Activity
In the passage on school closures and youth mental health, in which country did the new study examine variation in school closures and reopening across states?

Passage to read
During the Coronavirus Disease 2019 (COVID-19) pandemic, youth mental health problems have increased manifold. The contribution of school closures to this problem has been heavily debated but is largely unknown.
A new Science Advances study aimed to address this issue by combining data on variation in school closures and reopening across states in Germany with high-frequency data from the largest crisis helpline and survey data on youth mental health.
Study: The youth mental health crisis: Quasi-experimental evidence on the role of school closures. Image Credit: eldarnurkovic/Shutterstock.com
Background
The pandemic and the related public health measures have massively affected people's lives and mental health. During childhood and adolescence, the negative psychological consequences were particularly pronounced.
Mental health problems among children and adolescents are at all-time highs, and recent research has suggested a doubling of anxiety and depression levels in this age group during the pandemic compared to pre-pandemic levels. Despite this, studies on the role played by the pandemic are rare and of correlational nature.

Extracted entries
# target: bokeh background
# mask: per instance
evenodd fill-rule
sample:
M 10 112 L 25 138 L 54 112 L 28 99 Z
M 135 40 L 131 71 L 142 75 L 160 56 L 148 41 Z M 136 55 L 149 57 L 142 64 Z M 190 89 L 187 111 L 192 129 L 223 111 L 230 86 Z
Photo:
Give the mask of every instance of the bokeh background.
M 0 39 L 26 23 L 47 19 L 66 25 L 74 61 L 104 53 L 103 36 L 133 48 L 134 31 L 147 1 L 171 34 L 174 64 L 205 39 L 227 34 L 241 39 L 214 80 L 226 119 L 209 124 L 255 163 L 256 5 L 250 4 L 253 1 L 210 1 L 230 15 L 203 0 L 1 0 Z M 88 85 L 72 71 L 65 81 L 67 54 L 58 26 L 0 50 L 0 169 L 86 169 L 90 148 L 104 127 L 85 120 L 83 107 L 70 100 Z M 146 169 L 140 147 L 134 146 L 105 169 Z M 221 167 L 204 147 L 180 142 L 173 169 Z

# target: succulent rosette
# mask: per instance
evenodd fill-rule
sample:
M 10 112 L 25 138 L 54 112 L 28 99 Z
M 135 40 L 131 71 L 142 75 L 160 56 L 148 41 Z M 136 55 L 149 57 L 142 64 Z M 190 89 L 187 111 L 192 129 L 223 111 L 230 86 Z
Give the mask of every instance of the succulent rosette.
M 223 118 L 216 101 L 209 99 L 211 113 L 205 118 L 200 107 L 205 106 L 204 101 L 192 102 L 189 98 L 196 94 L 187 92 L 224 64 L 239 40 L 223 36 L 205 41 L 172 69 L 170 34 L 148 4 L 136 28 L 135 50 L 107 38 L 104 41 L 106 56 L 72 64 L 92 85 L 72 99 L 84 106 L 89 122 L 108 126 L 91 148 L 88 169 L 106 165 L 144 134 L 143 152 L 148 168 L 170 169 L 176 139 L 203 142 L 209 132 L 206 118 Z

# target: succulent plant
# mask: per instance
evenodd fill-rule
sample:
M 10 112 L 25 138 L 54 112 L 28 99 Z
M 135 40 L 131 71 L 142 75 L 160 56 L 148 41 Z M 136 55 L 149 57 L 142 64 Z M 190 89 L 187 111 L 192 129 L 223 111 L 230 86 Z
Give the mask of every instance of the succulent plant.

Answer to this problem
Germany